Start of INPUT
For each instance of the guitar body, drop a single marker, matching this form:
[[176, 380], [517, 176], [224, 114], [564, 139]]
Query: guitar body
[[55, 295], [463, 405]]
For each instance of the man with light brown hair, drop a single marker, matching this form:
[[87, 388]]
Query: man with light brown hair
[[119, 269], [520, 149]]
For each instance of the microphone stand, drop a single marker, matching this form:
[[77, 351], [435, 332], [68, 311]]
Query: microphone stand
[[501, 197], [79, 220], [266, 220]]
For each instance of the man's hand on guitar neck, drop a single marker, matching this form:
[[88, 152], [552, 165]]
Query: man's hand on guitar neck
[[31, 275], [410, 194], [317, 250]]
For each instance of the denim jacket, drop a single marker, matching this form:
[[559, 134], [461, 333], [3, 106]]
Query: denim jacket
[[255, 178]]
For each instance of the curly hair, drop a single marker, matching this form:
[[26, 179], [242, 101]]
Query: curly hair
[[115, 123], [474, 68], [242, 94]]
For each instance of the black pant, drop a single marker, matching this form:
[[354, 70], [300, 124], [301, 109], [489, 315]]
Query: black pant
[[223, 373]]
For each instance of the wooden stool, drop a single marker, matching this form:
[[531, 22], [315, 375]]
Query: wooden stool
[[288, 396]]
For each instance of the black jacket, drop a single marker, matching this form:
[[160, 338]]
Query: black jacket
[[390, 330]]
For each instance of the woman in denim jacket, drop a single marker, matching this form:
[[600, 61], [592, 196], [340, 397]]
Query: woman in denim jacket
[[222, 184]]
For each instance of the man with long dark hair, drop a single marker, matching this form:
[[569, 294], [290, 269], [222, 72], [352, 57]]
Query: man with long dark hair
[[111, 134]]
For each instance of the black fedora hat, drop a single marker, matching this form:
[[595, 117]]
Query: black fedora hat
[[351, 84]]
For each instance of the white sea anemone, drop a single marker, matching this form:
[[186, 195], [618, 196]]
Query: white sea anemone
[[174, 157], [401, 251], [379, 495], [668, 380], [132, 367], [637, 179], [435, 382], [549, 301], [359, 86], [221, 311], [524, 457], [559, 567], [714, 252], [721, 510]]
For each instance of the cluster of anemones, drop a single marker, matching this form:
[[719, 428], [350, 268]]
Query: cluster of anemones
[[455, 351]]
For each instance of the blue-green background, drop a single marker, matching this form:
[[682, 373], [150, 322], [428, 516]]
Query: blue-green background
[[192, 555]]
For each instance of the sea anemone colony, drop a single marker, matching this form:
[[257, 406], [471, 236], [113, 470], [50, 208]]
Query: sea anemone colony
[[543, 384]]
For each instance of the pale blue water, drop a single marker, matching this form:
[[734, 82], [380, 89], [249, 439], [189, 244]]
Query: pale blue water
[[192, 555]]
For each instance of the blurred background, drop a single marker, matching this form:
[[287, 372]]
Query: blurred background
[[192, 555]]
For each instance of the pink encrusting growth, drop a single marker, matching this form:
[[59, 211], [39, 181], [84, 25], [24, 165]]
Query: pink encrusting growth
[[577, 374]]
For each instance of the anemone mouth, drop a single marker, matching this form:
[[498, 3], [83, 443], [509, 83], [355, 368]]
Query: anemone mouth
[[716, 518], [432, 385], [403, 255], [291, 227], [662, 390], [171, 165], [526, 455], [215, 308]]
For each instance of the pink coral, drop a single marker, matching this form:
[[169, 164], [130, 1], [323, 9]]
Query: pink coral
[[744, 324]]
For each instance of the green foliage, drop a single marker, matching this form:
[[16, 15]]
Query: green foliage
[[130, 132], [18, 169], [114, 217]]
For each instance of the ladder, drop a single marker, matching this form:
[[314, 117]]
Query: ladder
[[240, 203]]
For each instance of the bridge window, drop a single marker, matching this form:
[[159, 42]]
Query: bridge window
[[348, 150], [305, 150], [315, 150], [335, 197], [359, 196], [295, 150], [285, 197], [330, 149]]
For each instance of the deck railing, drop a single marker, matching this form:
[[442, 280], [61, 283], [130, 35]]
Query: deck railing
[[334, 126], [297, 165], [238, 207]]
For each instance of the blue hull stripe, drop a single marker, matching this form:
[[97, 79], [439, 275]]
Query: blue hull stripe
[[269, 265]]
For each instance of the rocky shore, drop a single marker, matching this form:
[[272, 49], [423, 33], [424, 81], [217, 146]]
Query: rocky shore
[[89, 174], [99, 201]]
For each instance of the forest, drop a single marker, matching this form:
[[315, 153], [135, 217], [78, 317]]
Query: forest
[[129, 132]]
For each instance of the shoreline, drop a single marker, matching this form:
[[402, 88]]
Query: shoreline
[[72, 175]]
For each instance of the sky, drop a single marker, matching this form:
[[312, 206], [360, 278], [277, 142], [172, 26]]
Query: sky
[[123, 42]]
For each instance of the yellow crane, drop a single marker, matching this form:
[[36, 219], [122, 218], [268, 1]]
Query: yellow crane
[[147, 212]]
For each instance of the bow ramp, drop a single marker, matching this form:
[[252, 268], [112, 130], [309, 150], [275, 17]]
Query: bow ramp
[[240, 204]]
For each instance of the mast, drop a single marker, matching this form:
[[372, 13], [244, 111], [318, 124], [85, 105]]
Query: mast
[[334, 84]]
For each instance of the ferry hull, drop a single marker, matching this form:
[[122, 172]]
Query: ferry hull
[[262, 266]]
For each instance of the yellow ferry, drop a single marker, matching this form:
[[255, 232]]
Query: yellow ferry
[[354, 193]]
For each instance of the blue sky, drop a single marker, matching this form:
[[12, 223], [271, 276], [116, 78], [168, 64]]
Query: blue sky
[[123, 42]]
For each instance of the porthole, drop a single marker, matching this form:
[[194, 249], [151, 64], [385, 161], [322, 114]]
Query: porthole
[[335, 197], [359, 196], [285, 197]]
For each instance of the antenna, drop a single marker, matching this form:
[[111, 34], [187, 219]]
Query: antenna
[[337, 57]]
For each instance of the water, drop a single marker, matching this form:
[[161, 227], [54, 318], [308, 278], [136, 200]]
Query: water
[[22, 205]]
End of INPUT
### WHAT THE TASK REQUIRES
Swap "marker" for "pin" in the records starting at the line that contains "For each instance of the forest, drop" and ending at the line that contains "[[240, 204]]". Give those lines back with nothing else changed.

### ANSWER FOR THIS EXERCISE
For each instance of the forest, drop a single pin, matching this form:
[[315, 153], [135, 217], [78, 317]]
Query: forest
[[129, 132]]
For each instance of the shoreline, drop a single pin, matching this form:
[[402, 88]]
Query: shoreline
[[72, 175]]
For each instance of the sky, drop a single pin, matching this form:
[[312, 206], [360, 278], [277, 142], [172, 26]]
Query: sky
[[123, 42]]
For each instance of the yellow crane, drop a single pin, matching this form:
[[36, 219], [122, 218], [268, 1]]
Query: yellow crane
[[147, 212]]
For each instance of the bow ramp, drop a single pin, matching this form:
[[252, 268], [112, 130], [309, 150], [275, 17]]
Query: bow ramp
[[240, 204]]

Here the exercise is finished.